» **Exercise tasks**:
A. For each statement below, say whether it agrees with the carpet cleaning text that follows. Answer yes or no and quote the deciding words from the text. (i) The writer started the business at age 18. (ii) The rent on the one-bedroom cabin was $165 per month. (iii) When the business was sold, it was grossing over $1.3 million per year in a market base of 30,000 people.
B. Update the part of the carpet cleaning text between "But then reality" and "of 30,000 people!)", inclusive, and replace "mortgage" with "car loan".

» **Source extract**:

•••••

It seemed so seductively simple all those many years ago. Since, as a mediocre high school student my high-end career prospects were basically zero, I’d just start my own business. (It didn’t help that I had no college degree, no special vocational skills and an ugly rebellious streak to boot!) 

I had friends that were doing OK in carpet cleaning so why not me? So I bought a little portable extraction unit and an 18-year-old instant entrepreneur was born!

Then the ugly reality hit - my phone wasn’t ringing! No problem! Just call around, find the “going price” and then advertise it just a bit cheaper. (Sound familiar?) So that’s what I did and my “Cut Rate Advertised Price” (C.R.A.P.) business model worked! The calls rolled in, I did a decent job, and while I wasn’t getting rich, I was making more than I could as a bus boy in the local diner (which was my only other career option).

The years went by, a sweet young girl named “Sioux” caught my eye and we moved to our dream life in a small Colorado mountain community. I just repeated my same C.R.A.P. business model - advertise lower prices than the competition - and bingo! Just like magic, the phone started ringing. The rent on our one-bedroom cabin was $75 per month, a season ski pass was $165 and life was good!



But then reality intruded again. Two kids, a mortgage and the need for a growing business to profitably hire employees. Even worse, my competitors had now started doing the same C.R.A.P. marketing I had started with. So I learned an ugly truth - someone can always advertise a lower price than you can. Live by low price, die by low price.

I needed to dump my Cut Rate Advertised Price business model. The problem? Over the years, I had trained my customers to expect super low pricing. I literally was my own worst enemy!  But I broke free and went on to become the highest priced cleaner in my area and by far the most profitable. (When I sold my business we were grossing over $1.3-million per year in a market base of 30,000 people!)

So are you stuck in a Cut Rate Advertised Price (C.R.A.P.) business? Do you want to morph your company into a higher-priced operation based on delighted customer referrals? If so, here is my step-by-step guide to “Cutting the C.R.A.P.” marketing model out of your business…



  1. Get mad: I’m always reminded the famous movie scene in Network where Peter Finch screams out to a silent city, “I’m mad as hell and I’m not going to take it anymore!” Getting off your C.R.A.P. routine will take courage, resolve and time. Don’t start this process unless you are prepared to see it through.

•••••

(Bounding-box rows)
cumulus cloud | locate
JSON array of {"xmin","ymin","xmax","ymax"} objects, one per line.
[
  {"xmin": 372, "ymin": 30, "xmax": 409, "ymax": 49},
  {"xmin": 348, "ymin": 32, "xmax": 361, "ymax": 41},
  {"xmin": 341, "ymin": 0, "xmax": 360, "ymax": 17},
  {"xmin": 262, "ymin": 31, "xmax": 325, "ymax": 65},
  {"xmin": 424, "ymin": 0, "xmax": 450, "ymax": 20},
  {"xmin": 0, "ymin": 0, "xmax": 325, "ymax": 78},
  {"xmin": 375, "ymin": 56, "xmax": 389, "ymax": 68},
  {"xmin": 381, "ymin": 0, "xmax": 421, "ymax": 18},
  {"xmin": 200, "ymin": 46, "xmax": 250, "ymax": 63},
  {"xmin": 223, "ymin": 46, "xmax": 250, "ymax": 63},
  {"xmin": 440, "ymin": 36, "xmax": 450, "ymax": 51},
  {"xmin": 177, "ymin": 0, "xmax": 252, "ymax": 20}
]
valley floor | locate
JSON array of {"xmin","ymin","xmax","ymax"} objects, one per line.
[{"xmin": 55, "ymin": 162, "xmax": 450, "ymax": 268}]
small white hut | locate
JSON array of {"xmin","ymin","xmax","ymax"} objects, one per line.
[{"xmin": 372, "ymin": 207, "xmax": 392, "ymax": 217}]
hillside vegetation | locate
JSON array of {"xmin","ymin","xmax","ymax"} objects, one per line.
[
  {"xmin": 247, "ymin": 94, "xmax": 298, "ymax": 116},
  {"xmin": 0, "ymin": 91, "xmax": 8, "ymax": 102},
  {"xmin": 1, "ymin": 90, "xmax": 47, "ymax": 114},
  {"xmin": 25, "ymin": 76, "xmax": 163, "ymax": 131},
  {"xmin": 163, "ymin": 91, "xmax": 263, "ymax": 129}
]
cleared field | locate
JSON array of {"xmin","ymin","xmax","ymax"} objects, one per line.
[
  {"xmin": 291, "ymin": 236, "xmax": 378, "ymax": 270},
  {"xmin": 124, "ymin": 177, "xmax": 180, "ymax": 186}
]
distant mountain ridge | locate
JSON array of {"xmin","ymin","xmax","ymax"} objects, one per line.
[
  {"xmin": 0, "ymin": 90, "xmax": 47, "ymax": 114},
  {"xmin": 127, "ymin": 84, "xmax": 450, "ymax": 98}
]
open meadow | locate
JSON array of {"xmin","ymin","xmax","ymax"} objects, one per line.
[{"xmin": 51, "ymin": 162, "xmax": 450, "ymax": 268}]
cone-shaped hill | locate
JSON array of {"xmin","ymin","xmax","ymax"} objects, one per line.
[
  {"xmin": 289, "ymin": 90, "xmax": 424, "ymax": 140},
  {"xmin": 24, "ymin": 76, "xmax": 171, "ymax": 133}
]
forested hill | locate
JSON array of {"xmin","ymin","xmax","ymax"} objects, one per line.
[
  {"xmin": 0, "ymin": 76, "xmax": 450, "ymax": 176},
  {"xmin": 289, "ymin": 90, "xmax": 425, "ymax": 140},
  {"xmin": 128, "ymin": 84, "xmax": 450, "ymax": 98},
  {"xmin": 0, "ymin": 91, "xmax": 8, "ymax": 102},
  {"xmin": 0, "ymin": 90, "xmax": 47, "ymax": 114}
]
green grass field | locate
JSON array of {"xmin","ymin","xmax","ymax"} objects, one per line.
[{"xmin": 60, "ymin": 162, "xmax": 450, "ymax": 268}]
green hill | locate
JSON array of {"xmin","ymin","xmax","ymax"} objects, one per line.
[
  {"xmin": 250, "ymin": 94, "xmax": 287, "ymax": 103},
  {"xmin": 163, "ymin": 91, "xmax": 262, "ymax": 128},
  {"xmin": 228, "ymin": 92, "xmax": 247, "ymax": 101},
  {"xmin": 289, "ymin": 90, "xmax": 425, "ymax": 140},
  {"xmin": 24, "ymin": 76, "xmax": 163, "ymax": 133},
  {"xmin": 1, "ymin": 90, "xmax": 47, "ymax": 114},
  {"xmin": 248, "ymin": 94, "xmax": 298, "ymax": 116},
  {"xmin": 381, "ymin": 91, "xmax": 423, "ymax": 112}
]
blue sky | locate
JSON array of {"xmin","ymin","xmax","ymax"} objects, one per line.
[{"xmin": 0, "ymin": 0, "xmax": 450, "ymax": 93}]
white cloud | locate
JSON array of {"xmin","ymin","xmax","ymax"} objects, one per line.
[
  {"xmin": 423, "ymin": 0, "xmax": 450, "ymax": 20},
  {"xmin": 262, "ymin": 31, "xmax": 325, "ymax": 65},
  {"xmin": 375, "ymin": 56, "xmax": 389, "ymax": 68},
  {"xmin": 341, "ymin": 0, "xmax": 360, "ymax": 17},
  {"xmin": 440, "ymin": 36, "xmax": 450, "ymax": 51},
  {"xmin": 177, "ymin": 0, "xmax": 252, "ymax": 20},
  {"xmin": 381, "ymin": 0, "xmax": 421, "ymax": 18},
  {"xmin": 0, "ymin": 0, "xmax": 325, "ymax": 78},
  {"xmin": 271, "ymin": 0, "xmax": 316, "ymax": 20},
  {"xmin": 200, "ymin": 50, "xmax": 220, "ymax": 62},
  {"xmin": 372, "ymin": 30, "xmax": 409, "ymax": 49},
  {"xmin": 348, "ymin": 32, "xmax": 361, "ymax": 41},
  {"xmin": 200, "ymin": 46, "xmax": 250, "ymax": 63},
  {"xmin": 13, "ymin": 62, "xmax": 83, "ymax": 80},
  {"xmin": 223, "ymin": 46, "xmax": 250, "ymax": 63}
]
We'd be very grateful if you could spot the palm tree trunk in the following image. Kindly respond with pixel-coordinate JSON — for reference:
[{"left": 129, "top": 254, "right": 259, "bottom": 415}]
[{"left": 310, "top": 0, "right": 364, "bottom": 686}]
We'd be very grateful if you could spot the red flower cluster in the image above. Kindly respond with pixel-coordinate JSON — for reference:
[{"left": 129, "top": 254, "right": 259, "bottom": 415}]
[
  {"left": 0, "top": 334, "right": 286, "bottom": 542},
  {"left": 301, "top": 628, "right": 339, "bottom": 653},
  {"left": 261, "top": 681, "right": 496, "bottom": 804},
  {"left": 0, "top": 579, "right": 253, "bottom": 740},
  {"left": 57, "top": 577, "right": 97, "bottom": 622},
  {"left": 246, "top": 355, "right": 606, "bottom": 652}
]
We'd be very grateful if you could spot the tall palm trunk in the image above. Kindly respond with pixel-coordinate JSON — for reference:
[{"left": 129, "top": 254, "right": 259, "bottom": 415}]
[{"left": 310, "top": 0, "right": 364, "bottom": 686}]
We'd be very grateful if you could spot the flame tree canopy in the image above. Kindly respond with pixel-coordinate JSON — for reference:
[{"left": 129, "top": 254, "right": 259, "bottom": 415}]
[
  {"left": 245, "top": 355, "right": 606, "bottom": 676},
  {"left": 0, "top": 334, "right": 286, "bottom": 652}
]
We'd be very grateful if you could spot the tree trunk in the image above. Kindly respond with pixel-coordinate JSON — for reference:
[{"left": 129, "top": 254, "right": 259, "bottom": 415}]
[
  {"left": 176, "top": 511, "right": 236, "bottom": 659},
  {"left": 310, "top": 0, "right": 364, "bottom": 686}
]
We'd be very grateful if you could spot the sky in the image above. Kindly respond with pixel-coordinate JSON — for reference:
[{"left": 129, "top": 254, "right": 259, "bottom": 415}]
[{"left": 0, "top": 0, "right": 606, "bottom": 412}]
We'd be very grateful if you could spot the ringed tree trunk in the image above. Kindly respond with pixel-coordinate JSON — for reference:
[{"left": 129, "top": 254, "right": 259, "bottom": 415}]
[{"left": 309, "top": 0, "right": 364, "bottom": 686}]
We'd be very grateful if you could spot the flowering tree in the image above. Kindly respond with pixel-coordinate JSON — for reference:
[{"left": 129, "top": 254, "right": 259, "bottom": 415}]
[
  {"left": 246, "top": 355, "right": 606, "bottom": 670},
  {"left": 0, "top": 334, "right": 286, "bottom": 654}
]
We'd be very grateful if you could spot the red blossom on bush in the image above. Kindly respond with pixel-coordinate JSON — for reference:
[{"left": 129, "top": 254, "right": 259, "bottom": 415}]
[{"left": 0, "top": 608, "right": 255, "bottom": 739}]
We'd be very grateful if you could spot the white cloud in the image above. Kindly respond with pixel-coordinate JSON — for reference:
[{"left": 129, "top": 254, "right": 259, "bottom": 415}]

•••••

» **Exercise results**:
A.
(i) Yes: "an 18-year-old instant entrepreneur was born!"
(ii) No: "The rent on our one-bedroom cabin was $75 per month"
(iii) Yes: "When I sold my business we were grossing over $1.3-million per year in a market base of 30,000 people!"

B.
But then reality intruded again. Two kids, a car loan and the need for a growing business to profitably hire employees. Even worse, my competitors had now started doing the same C.R.A.P. marketing I had started with. So I learned an ugly truth - someone can always advertise a lower price than you can. Live by low price, die by low price.

I needed to dump my Cut Rate Advertised Price business model. The problem? Over the years, I had trained my customers to expect super low pricing. I literally was my own worst enemy!  But I broke free and went on to become the highest priced cleaner in my area and by far the most profitable. (When I sold my business we were grossing over $1.3-million per year in a market base of 30,000 people!)